━━━ RECORDS FOR PROCESSING
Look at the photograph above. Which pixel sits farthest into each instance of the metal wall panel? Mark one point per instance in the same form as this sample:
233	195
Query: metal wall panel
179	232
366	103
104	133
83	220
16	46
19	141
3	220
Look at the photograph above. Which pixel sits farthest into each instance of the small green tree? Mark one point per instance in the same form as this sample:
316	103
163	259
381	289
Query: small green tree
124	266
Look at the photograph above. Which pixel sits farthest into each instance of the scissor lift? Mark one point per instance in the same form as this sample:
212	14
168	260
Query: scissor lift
━━━━━━
Return exactly the lines from the one containing "of the small" to the last line of the data, and nothing more.

# EXERCISE SOLUTION:
Look at the photograph above. Which pixel sits farthest into each instance of the small green tree? Mark one point per instance in the same form as this sample:
316	103
163	259
381	289
Query: small green tree
124	266
Look at the photograph above. Which pixel sits farthest into each instance of the scissor lift? Mark one point per instance in the same form as this sample:
212	14
168	260
Query: scissor lift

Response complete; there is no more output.